- **Exercise details**
Reproduce the following records verbatim, line for line, without any alteration.

───── The input ─────

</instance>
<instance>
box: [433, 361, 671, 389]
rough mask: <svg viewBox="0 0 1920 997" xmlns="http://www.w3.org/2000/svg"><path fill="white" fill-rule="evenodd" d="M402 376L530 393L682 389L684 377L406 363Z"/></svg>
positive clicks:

─────

- **Answer to this exercise**
</instance>
<instance>
box: [433, 361, 671, 389]
rough mask: <svg viewBox="0 0 1920 997" xmlns="http://www.w3.org/2000/svg"><path fill="white" fill-rule="evenodd" d="M402 376L530 393L682 389L684 377L406 363Z"/></svg>
positive clicks:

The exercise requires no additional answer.